◆ Records from a data collection
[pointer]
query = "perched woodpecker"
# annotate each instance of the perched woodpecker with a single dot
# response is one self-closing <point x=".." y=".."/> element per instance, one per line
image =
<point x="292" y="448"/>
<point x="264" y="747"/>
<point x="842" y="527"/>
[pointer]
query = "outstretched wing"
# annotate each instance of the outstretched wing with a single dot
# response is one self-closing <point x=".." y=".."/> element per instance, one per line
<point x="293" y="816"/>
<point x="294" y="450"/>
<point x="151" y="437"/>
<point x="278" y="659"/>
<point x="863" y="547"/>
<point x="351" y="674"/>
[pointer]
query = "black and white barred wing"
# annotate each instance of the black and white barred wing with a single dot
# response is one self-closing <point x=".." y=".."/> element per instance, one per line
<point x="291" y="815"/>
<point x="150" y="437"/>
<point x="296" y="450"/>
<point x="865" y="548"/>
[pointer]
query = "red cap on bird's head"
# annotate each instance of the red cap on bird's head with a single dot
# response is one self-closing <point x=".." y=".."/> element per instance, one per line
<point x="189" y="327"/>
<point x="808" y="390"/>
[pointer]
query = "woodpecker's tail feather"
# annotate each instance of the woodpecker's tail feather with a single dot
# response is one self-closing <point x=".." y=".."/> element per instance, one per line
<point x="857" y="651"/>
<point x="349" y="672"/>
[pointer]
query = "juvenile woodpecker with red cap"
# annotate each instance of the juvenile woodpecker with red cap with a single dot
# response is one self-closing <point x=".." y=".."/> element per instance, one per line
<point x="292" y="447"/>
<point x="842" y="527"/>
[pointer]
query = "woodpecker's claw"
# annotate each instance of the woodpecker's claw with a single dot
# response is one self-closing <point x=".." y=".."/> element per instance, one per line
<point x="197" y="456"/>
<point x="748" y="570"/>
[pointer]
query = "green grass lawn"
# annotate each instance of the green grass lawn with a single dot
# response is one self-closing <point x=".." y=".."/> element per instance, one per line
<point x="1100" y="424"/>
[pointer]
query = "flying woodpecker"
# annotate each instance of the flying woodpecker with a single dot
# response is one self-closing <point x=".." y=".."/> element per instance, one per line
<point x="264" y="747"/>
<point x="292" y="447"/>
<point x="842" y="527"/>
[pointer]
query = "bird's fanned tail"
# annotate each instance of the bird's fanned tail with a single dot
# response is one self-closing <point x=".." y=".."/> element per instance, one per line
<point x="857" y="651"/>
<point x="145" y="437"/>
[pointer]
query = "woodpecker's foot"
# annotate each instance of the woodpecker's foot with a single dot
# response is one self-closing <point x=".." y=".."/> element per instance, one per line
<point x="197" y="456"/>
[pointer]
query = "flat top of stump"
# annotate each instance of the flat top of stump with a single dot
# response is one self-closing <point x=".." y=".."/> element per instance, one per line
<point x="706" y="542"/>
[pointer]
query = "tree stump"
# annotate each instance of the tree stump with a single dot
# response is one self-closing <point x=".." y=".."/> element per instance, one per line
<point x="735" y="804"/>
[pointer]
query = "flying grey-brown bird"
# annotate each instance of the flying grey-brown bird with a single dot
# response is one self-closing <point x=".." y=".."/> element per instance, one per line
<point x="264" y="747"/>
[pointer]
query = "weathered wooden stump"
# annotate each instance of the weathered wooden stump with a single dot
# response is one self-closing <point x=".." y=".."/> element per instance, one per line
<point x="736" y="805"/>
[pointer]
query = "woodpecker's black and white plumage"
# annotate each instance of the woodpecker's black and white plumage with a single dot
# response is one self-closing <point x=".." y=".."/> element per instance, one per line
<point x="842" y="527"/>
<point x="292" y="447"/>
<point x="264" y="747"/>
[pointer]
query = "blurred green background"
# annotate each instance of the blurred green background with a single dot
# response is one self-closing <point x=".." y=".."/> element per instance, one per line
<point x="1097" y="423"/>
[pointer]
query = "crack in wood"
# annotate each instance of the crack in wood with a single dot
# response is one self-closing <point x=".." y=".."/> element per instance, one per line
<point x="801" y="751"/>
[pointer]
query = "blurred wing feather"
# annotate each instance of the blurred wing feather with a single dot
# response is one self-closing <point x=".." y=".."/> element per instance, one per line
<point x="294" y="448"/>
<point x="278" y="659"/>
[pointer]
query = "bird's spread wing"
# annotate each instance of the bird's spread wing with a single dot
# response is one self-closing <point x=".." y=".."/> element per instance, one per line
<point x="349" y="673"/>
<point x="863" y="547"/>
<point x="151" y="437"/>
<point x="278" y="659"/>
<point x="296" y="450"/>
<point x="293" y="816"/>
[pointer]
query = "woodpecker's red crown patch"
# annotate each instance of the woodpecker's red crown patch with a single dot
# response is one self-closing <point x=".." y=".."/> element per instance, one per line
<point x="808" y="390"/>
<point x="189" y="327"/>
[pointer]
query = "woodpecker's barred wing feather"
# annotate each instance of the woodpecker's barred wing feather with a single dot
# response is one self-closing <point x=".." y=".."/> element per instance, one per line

◆ Work request
Look through the records above for the string "spread", then copy every line that has it.

◆ Result
query = "bird's spread wing"
# annotate each instance of the bird's spread wing with a single dot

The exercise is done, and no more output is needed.